Selected text:
BEGIN

Actor 2: My dear son...I hope everything is okay with you...As you know after you went to New York, the war began.
Actor 3: Ikoo, what are you doing now? I always think about marrying you.
Actor 4: Rocio, do you remember I told you my father wants to get a divorce?
Actor 5: Yesterday I bought a Nikon F3 because Nikon is my favorite camera.
Actor 2: We are going crazy from the sounds of aircraft every day at midnight.
To create mood, live music can be added-- a harmonica, or a percussion instrument, depending on the group's talents.
With script in hand and access to a real theater space, students take the idea of a performance more seriously, and are able to visualize a production in the making. Script memorization is achievable in a short period of time (unlike the experience of working with published plays) because the words are the students own words, words that have meaning to them. As dramaturge, I may delete redundant dialogue or move some dialogue around, but essentially the voices are their own.
Technical aspects of production such as choreography, music/sound design, props, flyers, and costumes can be assigned according to individual interests. With limited time, a bare stage can be transformed by unusual prop pieces, simple movement of boxes and folding chairs, and basic lighting. For A Nightmare in a New York Hotel, two students made huge cartoon-like hotel keys out of cardboard which doubled as saws in the tree-chopping scene, giving the play a visual style. A Japanese student who had worked as a professional dancer, choreographed a dance piece symbolizing a Utopian world and serving as an abstract collage-finale. Clothing accessories can be added to a basic black costume to help student/actors transform quickly into multiple characters.

END

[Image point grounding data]
BEGIN

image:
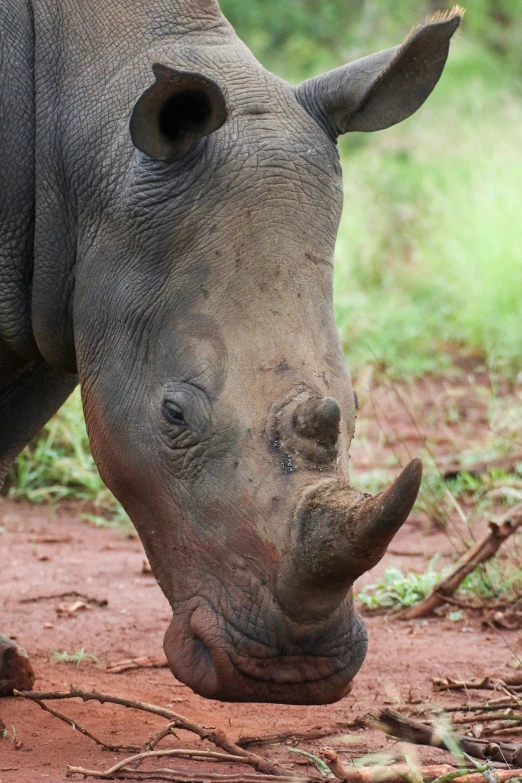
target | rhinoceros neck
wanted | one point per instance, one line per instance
(92, 61)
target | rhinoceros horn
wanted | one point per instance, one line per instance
(339, 534)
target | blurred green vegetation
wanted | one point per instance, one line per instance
(428, 262)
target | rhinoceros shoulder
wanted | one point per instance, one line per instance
(16, 178)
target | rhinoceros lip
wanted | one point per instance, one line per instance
(203, 657)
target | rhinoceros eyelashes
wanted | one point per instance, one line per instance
(179, 109)
(174, 414)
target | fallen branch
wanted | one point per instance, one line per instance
(512, 681)
(408, 730)
(296, 736)
(216, 736)
(189, 776)
(482, 551)
(145, 662)
(76, 726)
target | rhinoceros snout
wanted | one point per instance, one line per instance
(221, 660)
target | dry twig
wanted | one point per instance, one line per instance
(483, 550)
(76, 726)
(145, 662)
(216, 736)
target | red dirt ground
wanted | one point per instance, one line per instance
(403, 658)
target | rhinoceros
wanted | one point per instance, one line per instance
(169, 210)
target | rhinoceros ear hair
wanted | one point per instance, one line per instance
(179, 109)
(385, 88)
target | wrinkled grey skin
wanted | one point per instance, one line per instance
(186, 280)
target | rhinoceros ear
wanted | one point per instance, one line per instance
(179, 109)
(385, 88)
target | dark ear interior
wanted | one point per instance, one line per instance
(179, 109)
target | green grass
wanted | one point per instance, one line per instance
(58, 467)
(428, 258)
(398, 590)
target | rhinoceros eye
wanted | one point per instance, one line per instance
(174, 414)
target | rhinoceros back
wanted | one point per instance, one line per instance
(16, 180)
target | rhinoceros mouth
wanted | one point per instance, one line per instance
(217, 660)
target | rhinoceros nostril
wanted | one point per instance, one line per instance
(318, 420)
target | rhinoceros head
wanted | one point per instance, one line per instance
(217, 399)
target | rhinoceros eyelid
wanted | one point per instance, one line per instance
(174, 414)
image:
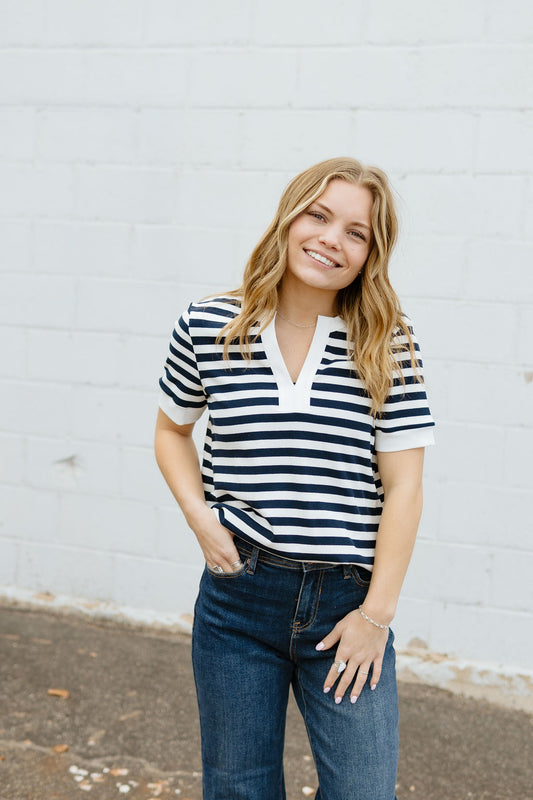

END

Assigned task 1: In the passage on student theater, what did two students make out of cardboard for A Nightmare in a New York Hotel?
Assigned task 2: Pick up the passage on student theater after its final sentence and keep writing it.
This listing was taken from a separate source.

Output 1: Huge cartoon-like hotel keys, which doubled as saws in the tree-chopping scene.

Output 2:
An Everlasting Impact
Creating and performing original theatrical collages with ESL students for a multi-cultural audience on stage with lights, music, and sound is the ultimate end product of a total language learning experience. By focusing on performance and project-development skills, real language and meaningful communication are the natural by-products. Tears, laughter, applause are the concrete rewards of a genuine exchange of communication in all of its forms between performers and audience. Language departments in schools and colleges need to look closely at how their auditorium/theater spaces are currently being used. Implementing original theatrical projects produced by and for language learners would have an everlasting impact on those who partake in the journey.
Boal, Augusto. Games for Actors and Non-Actors. London/New York: Routledge, 1992.
Johnstone, Keith. Impro. London/New York: A Theatre Arts Books, Routledge, 1991.
Maley, Alan and Alan Duff. Drama Techniques in Language Learning. New York: Cambridge University Press, 1978.
Meisner, Sanford and Dennis Longwell. Sanford Meisner on Acting. New York: Vintage, 1987.
Rittenberg, Mark and Penelope Kreitzer. English Through Drama. California: Alemany Press, 1981.
Spolin, Viola. Improvisation for the Theater. Illinois: Northwestern University Press, 1963.
van Itallie, Jean-Claude. America Hurrah and Other Plays. New York: Grove Press, 1978.